Pull out every line of the records below, from the one containing "water in the photo above." down to the very end of the records, and reproduce each one unchanged.

>> start

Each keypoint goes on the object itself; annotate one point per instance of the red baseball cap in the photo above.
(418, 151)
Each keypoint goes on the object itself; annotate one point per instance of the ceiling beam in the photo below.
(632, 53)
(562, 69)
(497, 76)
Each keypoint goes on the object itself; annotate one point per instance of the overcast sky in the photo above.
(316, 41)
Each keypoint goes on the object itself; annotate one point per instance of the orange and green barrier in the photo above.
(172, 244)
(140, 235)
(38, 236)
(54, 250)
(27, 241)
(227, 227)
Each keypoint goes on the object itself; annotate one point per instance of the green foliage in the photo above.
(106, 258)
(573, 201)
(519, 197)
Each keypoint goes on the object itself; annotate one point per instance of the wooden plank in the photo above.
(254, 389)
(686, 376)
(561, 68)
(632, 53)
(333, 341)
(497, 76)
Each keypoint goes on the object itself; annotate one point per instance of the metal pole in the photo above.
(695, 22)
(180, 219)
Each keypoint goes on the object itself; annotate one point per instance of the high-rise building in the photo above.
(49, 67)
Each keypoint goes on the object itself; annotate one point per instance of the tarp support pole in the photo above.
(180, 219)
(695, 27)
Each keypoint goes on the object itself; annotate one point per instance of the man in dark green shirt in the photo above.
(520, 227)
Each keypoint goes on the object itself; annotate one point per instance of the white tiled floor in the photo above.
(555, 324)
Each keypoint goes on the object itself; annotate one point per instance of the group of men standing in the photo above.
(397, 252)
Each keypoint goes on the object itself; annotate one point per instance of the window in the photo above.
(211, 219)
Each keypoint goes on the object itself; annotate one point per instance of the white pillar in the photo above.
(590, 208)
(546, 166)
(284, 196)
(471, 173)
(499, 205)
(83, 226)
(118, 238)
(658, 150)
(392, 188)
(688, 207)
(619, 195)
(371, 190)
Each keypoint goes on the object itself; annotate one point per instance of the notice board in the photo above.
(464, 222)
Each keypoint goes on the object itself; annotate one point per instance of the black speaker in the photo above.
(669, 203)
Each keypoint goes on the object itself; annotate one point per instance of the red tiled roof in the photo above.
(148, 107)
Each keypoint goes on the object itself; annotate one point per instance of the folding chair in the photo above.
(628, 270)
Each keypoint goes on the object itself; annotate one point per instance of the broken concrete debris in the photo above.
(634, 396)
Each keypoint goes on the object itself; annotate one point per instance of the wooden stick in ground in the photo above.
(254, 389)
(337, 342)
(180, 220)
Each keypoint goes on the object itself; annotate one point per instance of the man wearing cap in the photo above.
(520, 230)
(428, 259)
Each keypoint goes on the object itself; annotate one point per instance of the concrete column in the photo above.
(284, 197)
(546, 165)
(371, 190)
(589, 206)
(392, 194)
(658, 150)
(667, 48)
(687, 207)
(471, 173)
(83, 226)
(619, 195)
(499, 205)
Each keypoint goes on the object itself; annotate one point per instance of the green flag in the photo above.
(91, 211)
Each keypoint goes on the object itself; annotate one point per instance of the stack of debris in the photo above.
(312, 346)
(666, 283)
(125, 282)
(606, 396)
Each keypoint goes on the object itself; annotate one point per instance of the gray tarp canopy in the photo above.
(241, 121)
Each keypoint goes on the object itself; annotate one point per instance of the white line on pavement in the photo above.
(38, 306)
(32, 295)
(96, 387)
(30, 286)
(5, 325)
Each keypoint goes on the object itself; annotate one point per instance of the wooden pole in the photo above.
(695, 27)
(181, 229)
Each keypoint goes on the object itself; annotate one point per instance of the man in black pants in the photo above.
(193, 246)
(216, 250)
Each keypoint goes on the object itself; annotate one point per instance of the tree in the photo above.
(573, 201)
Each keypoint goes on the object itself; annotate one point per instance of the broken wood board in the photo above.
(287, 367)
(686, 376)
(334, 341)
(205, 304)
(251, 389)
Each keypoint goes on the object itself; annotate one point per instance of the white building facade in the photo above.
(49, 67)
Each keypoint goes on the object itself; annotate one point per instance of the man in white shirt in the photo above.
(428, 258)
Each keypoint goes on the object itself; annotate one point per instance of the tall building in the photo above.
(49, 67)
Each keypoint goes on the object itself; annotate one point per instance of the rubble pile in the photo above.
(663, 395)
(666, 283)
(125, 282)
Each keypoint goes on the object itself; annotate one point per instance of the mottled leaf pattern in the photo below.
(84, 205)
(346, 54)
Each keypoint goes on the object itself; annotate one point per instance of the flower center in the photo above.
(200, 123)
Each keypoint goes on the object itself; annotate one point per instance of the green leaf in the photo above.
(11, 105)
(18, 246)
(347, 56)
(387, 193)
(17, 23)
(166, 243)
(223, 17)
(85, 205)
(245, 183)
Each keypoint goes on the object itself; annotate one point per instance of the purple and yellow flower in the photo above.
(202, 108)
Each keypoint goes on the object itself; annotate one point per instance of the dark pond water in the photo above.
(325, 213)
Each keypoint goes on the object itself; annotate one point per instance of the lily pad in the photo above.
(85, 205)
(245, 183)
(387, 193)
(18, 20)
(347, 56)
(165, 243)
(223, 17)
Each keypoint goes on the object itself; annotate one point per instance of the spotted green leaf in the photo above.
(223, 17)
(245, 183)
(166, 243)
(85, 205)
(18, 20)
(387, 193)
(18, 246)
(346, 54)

>> end

▶ **Output of the exercise**
Each keypoint goes on the object itself; annotate one point per instance of the dark pond water in the photo above.
(325, 213)
Each keypoint goes on the object itself; annotate one point per instance of the lily pad in the photo above.
(85, 205)
(245, 183)
(387, 193)
(18, 20)
(347, 56)
(165, 243)
(223, 17)
Each keypoint goes on the object itself; annotate one point per instance of the spotted green leaf in the photo above.
(223, 17)
(245, 183)
(166, 243)
(85, 205)
(18, 20)
(387, 193)
(18, 246)
(346, 54)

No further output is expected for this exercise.